---------- Record list ----------
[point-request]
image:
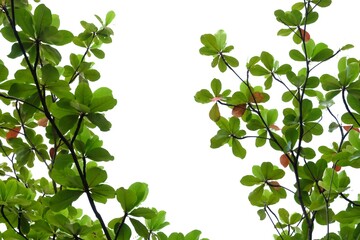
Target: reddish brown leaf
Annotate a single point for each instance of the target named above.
(257, 96)
(284, 160)
(239, 110)
(337, 168)
(273, 126)
(348, 127)
(215, 99)
(52, 153)
(12, 133)
(304, 35)
(275, 185)
(43, 122)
----------
Task instructions: Rewrite the listing above as a numbered list, one line per item, skipping any blank lines and leaving the picture out.

Output below:
1. [point-request]
2. image:
3. Target: reddish brown leaf
4. Annotate a single point for each instance of the target named above.
5. (257, 96)
6. (284, 160)
7. (239, 110)
8. (337, 168)
9. (273, 126)
10. (348, 127)
11. (215, 99)
12. (52, 153)
13. (12, 133)
14. (304, 35)
15. (275, 185)
16. (43, 122)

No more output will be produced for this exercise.